Fast-moving developments in the Middle East and North Africa have resulted in the swift imposition of new U.S. and EU trade sanctions.  Companies doing business in the region must be aware of the sanctions and should carefully screen all parties and terms of transactions in order to avoid risking substantial penalties and significant damage to their reputations.


Popular uprisings throughout the Middle East and North Africa have prompted efforts by the United Nations and by governments, including the United States and European Union, to support democratic principles by imposing trade sanctions against autocratic regimes and affiliated parties.  Sanctions against parties in Syria and Libya have been imposed broadly and quickly this year and, to address continual changes effected by the popular uprisings, the sanctions have been relaxed and/or expanded accordingly.  Companies doing business in or with parties in this region should be aware of the ever-changing sanctions landscape and carefully screen all parties to transactions to ensure compliance with the rules.  Failure to do so can result in significant penalties and considerable reputational damage.



In February 2011, following actions by the government of Muammar Qadhafi against the people of Libya, the United Nations sanctioned Libya.  Several countries imposed their own sanctions against Qadhafi, his government and affiliated parties.  Pursuant to President Obama’s Executive Order, the U.S. government blocked the property and interests of the Government of Libya, its agencies and senior officials, including Qadhafi, as well as his family and close associates, and the Central Bank of Libya, including its subsidiaries.  The U.S. Department of the Treasury Office of Foreign Assets Control (OFAC) added these parties to its list of Specially Designated Nationals, prohibiting any U.S. person from dealing with them.  OFAC issued new Libya sanctions regulations and guidance on these sanctions, as well as a number of general licenses authorizing certain transactions with the sanctioned Libyan parties.

(ASSIGNMENT A): Arrange the rows as a numbered list, starting at their beginning and stopping after the line that contains "positive clicks: (104, 90)". Leave out the pictures and any blank lines.
The rows below are unrelated to the sanctions text above.

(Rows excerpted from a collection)
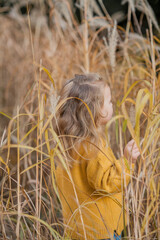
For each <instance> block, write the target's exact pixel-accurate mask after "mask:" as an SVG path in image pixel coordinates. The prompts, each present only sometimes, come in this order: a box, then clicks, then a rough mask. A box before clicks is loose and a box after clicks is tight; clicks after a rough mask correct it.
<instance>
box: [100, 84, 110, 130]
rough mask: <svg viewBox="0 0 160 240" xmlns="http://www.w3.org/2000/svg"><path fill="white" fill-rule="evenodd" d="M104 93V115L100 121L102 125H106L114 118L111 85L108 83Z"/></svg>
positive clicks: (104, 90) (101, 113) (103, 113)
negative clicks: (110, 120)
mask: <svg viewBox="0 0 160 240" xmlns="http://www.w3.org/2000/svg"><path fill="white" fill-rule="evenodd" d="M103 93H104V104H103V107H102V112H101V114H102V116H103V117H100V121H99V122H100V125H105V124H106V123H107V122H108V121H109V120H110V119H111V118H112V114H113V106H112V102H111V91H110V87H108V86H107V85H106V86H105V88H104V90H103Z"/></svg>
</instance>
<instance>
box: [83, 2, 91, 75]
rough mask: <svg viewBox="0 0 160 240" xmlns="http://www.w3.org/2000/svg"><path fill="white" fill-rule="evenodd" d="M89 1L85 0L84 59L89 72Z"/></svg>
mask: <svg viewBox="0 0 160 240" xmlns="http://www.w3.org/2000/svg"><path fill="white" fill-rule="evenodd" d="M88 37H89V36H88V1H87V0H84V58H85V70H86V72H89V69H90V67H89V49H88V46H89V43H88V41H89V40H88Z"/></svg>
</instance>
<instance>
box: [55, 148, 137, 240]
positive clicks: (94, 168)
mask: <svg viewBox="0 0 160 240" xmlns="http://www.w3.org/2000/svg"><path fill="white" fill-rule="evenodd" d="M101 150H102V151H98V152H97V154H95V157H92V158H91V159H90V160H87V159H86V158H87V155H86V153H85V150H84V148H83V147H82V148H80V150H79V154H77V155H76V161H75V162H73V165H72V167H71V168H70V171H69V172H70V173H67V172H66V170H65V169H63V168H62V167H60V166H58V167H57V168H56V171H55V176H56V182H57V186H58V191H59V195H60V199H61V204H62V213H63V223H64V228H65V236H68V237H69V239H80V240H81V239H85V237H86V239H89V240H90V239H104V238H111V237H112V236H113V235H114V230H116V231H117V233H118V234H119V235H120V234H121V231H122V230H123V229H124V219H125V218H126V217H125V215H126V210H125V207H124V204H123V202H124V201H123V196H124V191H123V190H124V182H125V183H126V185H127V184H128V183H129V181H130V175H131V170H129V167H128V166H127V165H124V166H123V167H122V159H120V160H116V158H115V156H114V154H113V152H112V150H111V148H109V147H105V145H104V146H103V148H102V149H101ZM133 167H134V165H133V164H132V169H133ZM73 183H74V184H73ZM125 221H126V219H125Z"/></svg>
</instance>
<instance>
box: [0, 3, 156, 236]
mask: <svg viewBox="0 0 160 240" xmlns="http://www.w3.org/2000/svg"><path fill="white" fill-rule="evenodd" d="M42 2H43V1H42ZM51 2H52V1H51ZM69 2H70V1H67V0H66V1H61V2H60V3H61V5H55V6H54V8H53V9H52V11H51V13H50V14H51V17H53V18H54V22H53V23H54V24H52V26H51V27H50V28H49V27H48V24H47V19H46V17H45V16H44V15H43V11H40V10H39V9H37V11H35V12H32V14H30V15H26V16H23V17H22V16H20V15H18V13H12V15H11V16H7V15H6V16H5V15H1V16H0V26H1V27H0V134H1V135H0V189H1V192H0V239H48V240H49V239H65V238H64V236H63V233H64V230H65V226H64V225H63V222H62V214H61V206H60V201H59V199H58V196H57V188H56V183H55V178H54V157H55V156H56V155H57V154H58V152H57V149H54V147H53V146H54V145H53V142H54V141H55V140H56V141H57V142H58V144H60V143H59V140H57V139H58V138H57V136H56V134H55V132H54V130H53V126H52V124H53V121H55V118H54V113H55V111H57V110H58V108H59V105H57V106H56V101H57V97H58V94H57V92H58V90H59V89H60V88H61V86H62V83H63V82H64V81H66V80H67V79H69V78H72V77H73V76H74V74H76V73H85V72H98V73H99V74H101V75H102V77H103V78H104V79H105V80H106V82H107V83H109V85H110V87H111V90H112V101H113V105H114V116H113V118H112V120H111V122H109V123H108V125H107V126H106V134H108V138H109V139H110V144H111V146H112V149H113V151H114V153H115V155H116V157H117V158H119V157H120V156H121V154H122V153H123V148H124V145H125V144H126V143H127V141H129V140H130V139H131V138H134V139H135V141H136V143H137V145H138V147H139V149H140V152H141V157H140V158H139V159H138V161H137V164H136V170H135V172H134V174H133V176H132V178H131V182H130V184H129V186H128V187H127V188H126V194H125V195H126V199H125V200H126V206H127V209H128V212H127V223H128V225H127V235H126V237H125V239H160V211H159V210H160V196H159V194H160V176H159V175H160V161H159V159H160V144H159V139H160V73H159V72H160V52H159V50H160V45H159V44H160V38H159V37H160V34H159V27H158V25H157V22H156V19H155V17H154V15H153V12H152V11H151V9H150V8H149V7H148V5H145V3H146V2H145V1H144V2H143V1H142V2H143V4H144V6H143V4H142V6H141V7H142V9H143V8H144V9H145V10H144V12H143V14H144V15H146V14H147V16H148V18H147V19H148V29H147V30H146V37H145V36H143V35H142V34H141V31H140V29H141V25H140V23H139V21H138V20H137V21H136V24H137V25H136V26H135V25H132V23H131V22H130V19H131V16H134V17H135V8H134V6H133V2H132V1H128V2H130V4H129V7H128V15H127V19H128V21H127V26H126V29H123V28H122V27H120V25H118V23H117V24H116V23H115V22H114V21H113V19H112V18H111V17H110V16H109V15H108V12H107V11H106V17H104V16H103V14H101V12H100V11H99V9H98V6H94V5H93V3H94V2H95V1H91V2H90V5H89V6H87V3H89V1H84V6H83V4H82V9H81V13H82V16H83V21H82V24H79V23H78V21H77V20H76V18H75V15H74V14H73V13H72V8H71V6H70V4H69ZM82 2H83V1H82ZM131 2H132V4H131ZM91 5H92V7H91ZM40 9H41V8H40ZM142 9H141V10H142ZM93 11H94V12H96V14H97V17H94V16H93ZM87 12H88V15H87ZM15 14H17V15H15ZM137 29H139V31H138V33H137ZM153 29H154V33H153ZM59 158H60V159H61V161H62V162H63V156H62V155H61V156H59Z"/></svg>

(ASSIGNMENT B): Set down a passage of the sanctions text word for word, beginning at the words "Fast-moving developments in" and stopping after "to their reputations.".

(WRITTEN RESPONSE A):
1. For each <instance> block, write the target's exact pixel-accurate mask after "mask:" as an SVG path in image pixel coordinates. The prompts, each present only sometimes, come in this order: a box, then clicks, then a rough mask. A box before clicks is loose and a box after clicks is tight; clicks after a rough mask correct it.
2. <instance>
3. box: [100, 84, 110, 130]
4. rough mask: <svg viewBox="0 0 160 240" xmlns="http://www.w3.org/2000/svg"><path fill="white" fill-rule="evenodd" d="M104 93V115L100 121L102 125H106L114 118L111 85L108 83Z"/></svg>
5. positive clicks: (104, 90) (101, 113) (103, 113)

(WRITTEN RESPONSE B):
Fast-moving developments in the Middle East and North Africa have resulted in the swift imposition of new U.S. and EU trade sanctions.  Companies doing business in the region must be aware of the sanctions and should carefully screen all parties and terms of transactions in order to avoid risking substantial penalties and significant damage to their reputations.